* O QUE FAZER *
(a) Reproduza fielmente o trecho do texto sobre o bem e o mal que vai de "O filósofo Zaratustra" até "estavam em conflito.", incluindo essas palavras.
(b) Segundo o texto sobre o bem e o mal, em que o filósofo Zaratustra simplificou o panteão dos primeiros deuses iranianos?
(c) Liste todos os fatores que, de acordo com o texto sobre o bem e o mal, aparecem no comportamento desequilibrado comumente associado ao mal.

* TRECHO DO TEXTO *

------------------------------------------------------------

Na religião, ética, filosofia e psicologia, Bem e mal é uma dicotomia muito comum. Nas culturas com influência religiosa maniqueísta e abraâmica, o mal é percebido como o oposto antagônico dualista do bem, em que o bem deve prevalecer e o mal deve ser derrotado.[1] Em culturas com influência espiritual budista, tanto o bem quanto o mal são percebidos como parte de uma dualidade antagônica que deve ser superada através da realização de Śūnyatā significando vazio no sentido de reconhecimento de que o bem e o mal são dois princípios opostos, mas não uma realidade, esvaziando a dualidade deles e alcançando uma unidade.[1]

O mal é frequentemente usado para denotar profunda imoralidade.[2] O mal também foi descrito como uma força sobrenatural.[2] As definições do mal variam, assim como a análise de seus motivos.[3] No entanto, os elementos que são comumente associados ao mal envolvem comportamento desequilibrado envolvendo conveniência, egoísmo, ignorância ou negligência.[4]

As questões filosóficas modernas sobre o bem e o mal são agrupadas em três grandes áreas de estudo: metaética sobre a natureza do bem e do mal, ética normativa sobre como devemos nos comportar e ética aplicada sobre questões morais particulares.[5]

Uma das cinco pinturas de Exterminação do Mal retrata Sendan Kendatsuba, um dos oito guardiões da lei budista, banindo o mal

História e etimologia[editar | editar código-fonte]

Toda língua tem uma palavra que expressa bom no sentido de "ter a qualidade certa ou desejável" (aretê) e ruim no sentido de "indesejável". Um senso de julgamento moral e uma distinção de "certo e errado, bom e ruim" são universais culturais.[6]

Mundo antigo[editar | editar código-fonte]

O filósofo Zaratustra simplificou o panteão dos primeiros deuses iranianos[7] em duas forças opostas: Aúra-Masda (Sabedoria Iluminadora) e Arimã (Espírito Destrutivo) que estavam em conflito.

------------------------------------------------------------

(Itens armazenados)
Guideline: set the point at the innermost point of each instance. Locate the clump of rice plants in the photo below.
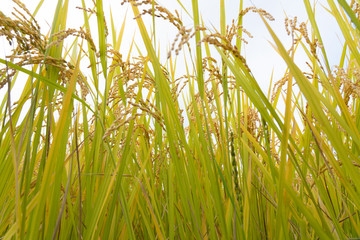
(128, 147)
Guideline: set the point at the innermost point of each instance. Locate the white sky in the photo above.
(261, 57)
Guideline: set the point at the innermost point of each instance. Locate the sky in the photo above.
(261, 57)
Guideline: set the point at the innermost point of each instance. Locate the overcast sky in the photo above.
(261, 57)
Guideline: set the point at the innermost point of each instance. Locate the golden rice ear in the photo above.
(103, 142)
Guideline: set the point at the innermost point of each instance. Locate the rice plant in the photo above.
(103, 144)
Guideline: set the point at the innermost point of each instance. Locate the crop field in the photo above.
(98, 143)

------------------------------------------------------------

* RESPOSTAS POR TAREFA *
(a)
O filósofo Zaratustra simplificou o panteão dos primeiros deuses iranianos[7] em duas forças opostas: Aúra-Masda (Sabedoria Iluminadora) e Arimã (Espírito Destrutivo) que estavam em conflito.

(b) Em duas forças opostas e em conflito: Aúra-Masda (Sabedoria Iluminadora) e Arimã (Espírito Destrutivo).

(c) Conveniência, egoísmo, ignorância e negligência.